━━ EXTRACTED TEXT ━━

I've been through it all with my narcissistic family. My mother is the real
root of the narcissisium in my family. Everything that you mentioned I have
been through. The straw that broke the camel's back was when my
narcissistic mother made every excuse not to go to my graduation. I have 3
sisters and 2 twin step sisters from my mother's 1st marriage. For 13
years my narcissistic sisters have broken ties with me by excluding me out
of family events and holidays. So my mother had used the triangulation
with me and my sisters. 5 months ago I decided to go no contact with my
narcissistic mother not only because she didn't want to go to my college
graduation but I reached a point I got fed up enough that she was gossiping
about me and my fiance's business. I had once gone no contact with my narc
mother and when had reconcile I really thought that she saw the light but
only to be fooled by her. So when I reached the point to cut things off for
good I now know better not to fall for her crap again. The day that I
realized that I finally reached my closure with my narcissistic mother was
when I wrote my narcissistic mother my no contact letter which I also made
a copy for myself just for my own record. Knowing my narcissistic mother
like I do like a book I knew that writing the letter to her was the only
way for me to get my point across to her. If I were to have told her her in
person she would do things to knock me off balance and off point and then
it would be a big fight and then get my enabling narc sisters to come over
to her house and form her rally to gang up against me. So I knew better
not to put myself in that position. I have my own You Tube channel in
which I share my personal story about the narcissistic abuse that I was
subjected to and to expose the truth about them without mentioning their
names. I had obtained a lot of subscribers and had a lot of positive
feedback which really feel very validated. So now as we speak I'm starting
to turn my attention from sharing my story and exposing my narcissistic
family to asking my viewers to please share with me if there's anything
suggestions that they would want me to do a video on. All of the
narcissistic abuse that I was subjected to has all but made me stronger and
I survived it. Now my goal now is to help others heal on my channel and I
come with a boatload of experience.
+Mary Allen I can relate. My mother too, siblings etc. The abuse has been going on since I was a young child, so missing my graduation(s) from college never phased me (she actually talked me out of going to my first one).... I have so many stories of the abuse from my mom/stepdad and siblings that it is exhausting. When I first heard +Ross Rosenberg 's videos last year- it was after my mother abandoned me for no reason at all. She took my brainwashed siblings and so many other relatives too. It is amazing bc they have nothing to go on... I have done nothing wrong to anyone and they KNOW me, they KNOW I am a good person.... but the charisma/false victimhood and lies of the Narcs are like magic poison. At first, I didn't want to believe I am codependent- but the CPTSD kicked in full force and though It has been SUPER difficult because I realize how my codependency has led me to be abused and mistreated by many other people.... it is a journey I am on. I will check out your channel too. THANK YOU ROSS FOR ALL YOU DO!!!!!!!!!
You too??!! My dad's side of the family, with the exception of my grandmother, missed my HS graduation and my dad almost missed my BA graduation (big fight about it), and then skipped out on my MS graduation along with my step-mom. I notice whenever I accomplish anything, that's when my dad gets the worst. He tries to sabotage me psychologically and deny my accomplishments. That's when his belittling me reaches it's peak. Sorry for your situation.... so glad to know I'm not alone!!!
My mother abuses me mentally then she turns it around accusing me of jumping on her when all i do is try n make her see shes hurting me. My ex boyfriend, in addition to these afflictions, has paranoid personality disorder. The damage these people I love have done to me is worse than I realized. I am considering getting a counselor to help me through this..... Good luck to you all.

━━━

| TASK REQUIREMENTS |
1. In the comments about narcissistic families, list every graduation named by the commenter whose comment begins "You too??!!".
2. According to the comments about narcissistic families, how long ago did the first commenter decide to go no contact with their mother?

━━ INPUT DATA ━━

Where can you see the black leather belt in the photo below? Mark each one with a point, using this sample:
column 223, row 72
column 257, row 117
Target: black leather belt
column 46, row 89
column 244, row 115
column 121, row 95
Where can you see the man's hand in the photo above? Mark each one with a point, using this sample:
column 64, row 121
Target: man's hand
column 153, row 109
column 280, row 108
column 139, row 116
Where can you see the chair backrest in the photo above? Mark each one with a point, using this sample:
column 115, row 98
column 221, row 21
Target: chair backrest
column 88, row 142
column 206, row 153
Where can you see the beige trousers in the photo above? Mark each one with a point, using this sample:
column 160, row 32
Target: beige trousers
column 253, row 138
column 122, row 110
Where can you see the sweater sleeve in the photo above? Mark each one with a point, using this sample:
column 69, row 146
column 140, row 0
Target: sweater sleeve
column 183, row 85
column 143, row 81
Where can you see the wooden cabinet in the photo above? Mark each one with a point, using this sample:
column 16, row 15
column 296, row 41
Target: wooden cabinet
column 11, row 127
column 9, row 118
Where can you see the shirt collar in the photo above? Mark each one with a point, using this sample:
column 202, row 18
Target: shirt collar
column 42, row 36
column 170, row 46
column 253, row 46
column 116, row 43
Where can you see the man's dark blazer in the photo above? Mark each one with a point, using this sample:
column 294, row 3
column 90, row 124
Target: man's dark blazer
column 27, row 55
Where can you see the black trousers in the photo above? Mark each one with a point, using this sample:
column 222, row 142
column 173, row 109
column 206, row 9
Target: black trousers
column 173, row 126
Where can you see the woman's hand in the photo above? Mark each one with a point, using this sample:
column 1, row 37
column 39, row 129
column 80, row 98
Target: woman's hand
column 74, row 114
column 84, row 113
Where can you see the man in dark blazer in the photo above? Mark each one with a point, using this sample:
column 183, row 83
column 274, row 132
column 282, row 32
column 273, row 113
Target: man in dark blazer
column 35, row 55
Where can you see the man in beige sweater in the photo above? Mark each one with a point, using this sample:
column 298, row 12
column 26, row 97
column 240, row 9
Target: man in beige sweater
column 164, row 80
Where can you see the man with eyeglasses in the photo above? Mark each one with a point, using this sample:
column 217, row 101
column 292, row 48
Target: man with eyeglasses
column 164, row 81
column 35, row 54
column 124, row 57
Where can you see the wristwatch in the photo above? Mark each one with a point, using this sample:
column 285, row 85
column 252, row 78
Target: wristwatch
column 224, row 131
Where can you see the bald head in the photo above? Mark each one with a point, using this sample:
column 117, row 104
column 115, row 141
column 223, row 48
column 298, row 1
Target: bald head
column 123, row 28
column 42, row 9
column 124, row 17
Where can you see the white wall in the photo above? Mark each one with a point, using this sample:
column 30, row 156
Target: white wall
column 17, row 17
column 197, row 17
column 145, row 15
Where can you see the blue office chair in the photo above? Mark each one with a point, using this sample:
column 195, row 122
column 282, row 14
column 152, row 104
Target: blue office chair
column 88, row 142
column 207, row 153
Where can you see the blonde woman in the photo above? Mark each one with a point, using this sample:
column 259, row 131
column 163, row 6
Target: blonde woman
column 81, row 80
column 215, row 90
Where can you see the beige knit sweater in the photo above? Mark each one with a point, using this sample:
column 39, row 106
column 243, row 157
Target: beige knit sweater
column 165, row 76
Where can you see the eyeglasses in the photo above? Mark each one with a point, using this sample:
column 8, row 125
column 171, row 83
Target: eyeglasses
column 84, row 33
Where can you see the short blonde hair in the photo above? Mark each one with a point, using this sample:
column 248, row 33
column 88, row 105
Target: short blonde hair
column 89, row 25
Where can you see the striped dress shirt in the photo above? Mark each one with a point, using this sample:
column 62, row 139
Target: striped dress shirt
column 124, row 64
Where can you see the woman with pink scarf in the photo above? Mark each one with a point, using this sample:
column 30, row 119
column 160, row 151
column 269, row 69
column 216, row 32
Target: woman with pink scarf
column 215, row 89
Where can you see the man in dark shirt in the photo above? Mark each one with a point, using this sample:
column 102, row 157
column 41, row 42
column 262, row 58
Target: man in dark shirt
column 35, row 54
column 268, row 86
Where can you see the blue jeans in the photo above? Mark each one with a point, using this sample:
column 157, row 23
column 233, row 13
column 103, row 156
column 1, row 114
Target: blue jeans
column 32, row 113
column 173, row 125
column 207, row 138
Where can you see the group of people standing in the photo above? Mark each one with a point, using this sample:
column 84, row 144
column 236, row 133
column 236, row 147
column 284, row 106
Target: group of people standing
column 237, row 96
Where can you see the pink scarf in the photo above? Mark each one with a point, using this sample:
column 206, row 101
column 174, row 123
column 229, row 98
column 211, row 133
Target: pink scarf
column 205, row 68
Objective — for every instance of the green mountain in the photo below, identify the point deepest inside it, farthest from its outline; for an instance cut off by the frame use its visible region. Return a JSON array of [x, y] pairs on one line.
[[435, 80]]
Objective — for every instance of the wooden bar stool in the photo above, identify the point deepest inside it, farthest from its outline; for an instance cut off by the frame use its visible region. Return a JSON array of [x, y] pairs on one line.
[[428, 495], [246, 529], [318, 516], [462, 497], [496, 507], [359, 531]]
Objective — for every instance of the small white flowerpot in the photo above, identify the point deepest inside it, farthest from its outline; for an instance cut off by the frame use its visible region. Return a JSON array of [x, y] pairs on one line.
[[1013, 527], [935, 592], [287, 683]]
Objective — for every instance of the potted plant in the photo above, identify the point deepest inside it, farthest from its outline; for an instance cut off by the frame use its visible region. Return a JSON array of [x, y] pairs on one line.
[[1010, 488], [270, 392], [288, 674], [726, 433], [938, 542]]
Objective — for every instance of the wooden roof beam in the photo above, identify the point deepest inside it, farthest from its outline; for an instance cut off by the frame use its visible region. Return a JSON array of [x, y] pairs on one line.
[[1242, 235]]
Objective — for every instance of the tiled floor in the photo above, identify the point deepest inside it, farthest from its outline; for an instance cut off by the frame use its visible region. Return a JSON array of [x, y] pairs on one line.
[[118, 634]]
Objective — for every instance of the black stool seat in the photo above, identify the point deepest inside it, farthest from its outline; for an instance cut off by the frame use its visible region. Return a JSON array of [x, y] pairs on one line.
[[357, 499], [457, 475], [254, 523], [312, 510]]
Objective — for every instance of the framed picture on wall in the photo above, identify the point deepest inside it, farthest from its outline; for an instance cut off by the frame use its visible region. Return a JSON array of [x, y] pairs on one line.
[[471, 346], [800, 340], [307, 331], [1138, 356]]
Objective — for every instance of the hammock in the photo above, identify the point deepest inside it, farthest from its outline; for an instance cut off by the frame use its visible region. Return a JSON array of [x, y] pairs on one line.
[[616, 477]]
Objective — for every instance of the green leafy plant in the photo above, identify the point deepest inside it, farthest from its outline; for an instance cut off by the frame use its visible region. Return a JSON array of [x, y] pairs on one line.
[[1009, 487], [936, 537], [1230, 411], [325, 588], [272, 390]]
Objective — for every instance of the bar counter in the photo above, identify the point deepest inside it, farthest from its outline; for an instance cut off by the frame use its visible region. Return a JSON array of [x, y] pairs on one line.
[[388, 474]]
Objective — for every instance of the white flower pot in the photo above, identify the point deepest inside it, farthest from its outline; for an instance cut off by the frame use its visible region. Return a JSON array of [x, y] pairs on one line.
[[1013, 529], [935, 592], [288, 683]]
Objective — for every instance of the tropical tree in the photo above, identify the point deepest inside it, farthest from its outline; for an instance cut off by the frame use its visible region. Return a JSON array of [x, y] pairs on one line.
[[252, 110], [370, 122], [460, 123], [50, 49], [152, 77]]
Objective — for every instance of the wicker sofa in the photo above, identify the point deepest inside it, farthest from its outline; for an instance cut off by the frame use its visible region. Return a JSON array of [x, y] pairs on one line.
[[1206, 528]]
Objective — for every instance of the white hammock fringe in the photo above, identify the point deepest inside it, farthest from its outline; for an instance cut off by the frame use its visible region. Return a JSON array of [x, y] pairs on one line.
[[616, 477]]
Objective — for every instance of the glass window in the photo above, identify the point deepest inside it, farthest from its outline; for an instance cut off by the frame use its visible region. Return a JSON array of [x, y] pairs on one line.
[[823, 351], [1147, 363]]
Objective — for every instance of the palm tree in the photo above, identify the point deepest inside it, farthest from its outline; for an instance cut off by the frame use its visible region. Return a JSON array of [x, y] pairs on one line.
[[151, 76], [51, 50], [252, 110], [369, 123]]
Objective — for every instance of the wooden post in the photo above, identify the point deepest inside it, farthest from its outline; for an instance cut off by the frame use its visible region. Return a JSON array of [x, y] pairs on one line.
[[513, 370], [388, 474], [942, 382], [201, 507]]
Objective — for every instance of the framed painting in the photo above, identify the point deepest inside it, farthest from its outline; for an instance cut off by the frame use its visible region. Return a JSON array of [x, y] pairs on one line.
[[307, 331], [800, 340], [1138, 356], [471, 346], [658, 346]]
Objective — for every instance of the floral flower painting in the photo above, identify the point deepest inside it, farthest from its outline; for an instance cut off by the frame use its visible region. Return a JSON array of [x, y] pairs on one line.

━━━

| ANSWERS FOR THE EXERCISE |
1. HS graduation, BA graduation, MS graduation

2. 5 months ago